[START]
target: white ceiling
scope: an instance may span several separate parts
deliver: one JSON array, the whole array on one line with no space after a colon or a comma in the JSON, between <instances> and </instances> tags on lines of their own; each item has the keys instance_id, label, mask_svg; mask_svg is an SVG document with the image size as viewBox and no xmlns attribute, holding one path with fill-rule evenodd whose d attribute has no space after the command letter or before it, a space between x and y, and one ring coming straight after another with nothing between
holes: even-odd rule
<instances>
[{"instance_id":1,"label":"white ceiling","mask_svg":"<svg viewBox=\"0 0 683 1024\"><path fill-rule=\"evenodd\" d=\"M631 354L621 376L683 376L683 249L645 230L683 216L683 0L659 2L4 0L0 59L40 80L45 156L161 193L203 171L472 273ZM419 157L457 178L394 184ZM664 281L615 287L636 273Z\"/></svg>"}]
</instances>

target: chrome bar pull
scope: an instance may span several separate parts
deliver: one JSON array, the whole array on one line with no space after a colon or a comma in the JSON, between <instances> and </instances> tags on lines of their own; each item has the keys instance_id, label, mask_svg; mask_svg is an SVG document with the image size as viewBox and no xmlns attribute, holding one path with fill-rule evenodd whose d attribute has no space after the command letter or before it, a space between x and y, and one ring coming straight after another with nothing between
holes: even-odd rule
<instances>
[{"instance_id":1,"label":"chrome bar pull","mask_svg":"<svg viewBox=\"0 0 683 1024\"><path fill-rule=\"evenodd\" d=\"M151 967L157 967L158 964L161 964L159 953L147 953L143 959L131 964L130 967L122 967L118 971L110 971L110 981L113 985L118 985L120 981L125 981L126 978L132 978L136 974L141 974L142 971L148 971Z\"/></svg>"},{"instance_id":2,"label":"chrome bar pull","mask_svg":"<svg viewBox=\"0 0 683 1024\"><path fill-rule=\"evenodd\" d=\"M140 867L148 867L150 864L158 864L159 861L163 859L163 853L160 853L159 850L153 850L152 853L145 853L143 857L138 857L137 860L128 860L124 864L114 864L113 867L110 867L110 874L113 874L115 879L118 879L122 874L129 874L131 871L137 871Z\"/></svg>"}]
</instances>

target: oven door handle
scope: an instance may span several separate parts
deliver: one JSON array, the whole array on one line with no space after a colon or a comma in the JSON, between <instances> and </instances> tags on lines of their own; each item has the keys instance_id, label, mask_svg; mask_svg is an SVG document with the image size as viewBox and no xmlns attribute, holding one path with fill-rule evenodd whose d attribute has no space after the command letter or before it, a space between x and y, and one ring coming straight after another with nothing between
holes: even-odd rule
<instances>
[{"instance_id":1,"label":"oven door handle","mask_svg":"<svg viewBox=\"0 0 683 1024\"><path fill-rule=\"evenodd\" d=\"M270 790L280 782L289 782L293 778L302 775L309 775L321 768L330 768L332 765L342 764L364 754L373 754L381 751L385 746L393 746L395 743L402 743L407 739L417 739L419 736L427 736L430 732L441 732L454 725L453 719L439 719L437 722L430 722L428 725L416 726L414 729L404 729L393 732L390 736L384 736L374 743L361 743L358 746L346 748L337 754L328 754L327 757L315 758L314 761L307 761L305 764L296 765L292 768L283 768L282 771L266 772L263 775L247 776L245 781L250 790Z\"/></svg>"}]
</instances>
[END]
:: Exercise prompt ::
Reproduce every line of the rows above without any alteration.

:: Solved exercise ::
target: white ceiling
scope: an instance may span several separate parts
deliver: one JSON array, the whole array on one line with no space after a colon or a comma in the JSON, between <instances> and </instances> tags on lines of their own; each item has the keys instance_id, label, mask_svg; mask_svg is an SVG document with the image size as viewBox and no xmlns attribute, holding one path with fill-rule evenodd whose d attribute has no space after the command letter or before it, a space between x and y, and one ring coming straight after another with nothing between
holes: even-odd rule
<instances>
[{"instance_id":1,"label":"white ceiling","mask_svg":"<svg viewBox=\"0 0 683 1024\"><path fill-rule=\"evenodd\" d=\"M631 354L621 376L683 376L683 249L645 230L683 216L683 0L659 2L4 0L0 59L40 80L45 156L161 193L203 171L472 273ZM419 157L457 178L394 184ZM664 281L615 287L636 273Z\"/></svg>"}]
</instances>

target: chrome bar pull
scope: an instance may span several separate parts
deliver: one JSON array, the whole array on one line with no space after a colon or a comma in the JSON, between <instances> and </instances> tags on lines of their own; each item has the keys instance_id, label, mask_svg; mask_svg is an SVG document with the image size as viewBox and no xmlns attribute, holding one path with fill-rule evenodd whose d attribute has no space after the command letter or before it, a space between x and y, and one ring coming straight after another with nothing between
holes: even-odd rule
<instances>
[{"instance_id":1,"label":"chrome bar pull","mask_svg":"<svg viewBox=\"0 0 683 1024\"><path fill-rule=\"evenodd\" d=\"M151 967L157 967L158 964L161 964L159 953L147 953L143 959L131 964L130 967L122 967L118 971L110 971L110 981L113 985L118 985L120 981L125 981L126 978L132 978L136 974L141 974L142 971L148 971Z\"/></svg>"},{"instance_id":2,"label":"chrome bar pull","mask_svg":"<svg viewBox=\"0 0 683 1024\"><path fill-rule=\"evenodd\" d=\"M140 867L148 867L150 864L158 864L159 861L163 859L163 853L160 853L159 850L153 850L152 853L145 853L143 857L138 857L137 860L128 860L124 864L114 864L113 867L110 867L110 874L113 874L115 879L118 879L122 874L129 874L131 871L137 871Z\"/></svg>"}]
</instances>

target: oven door handle
scope: an instance may span several separate parts
deliver: one JSON array, the whole array on one line with no space after a colon or a comma in the JSON, between <instances> and </instances> tags on lines of their own; each item has the keys instance_id, label, mask_svg; mask_svg is an SVG document with the image size as viewBox and no xmlns attribute, holding one path with fill-rule evenodd whose d attribute has no space after the command letter or before it, a space between x and y, and one ring coming straight after another with nothing between
holes: even-odd rule
<instances>
[{"instance_id":1,"label":"oven door handle","mask_svg":"<svg viewBox=\"0 0 683 1024\"><path fill-rule=\"evenodd\" d=\"M270 790L280 782L289 782L293 778L302 775L309 775L321 768L330 768L332 765L342 764L364 754L373 754L381 751L385 746L393 746L395 743L402 743L407 739L417 739L419 736L427 736L430 732L441 732L454 725L453 719L439 719L437 722L430 722L428 725L416 726L414 729L404 729L393 732L390 736L384 736L374 743L361 743L358 746L346 748L337 754L328 754L327 757L315 758L314 761L307 761L305 764L296 765L292 768L283 768L282 771L266 772L263 775L247 776L245 781L250 790Z\"/></svg>"}]
</instances>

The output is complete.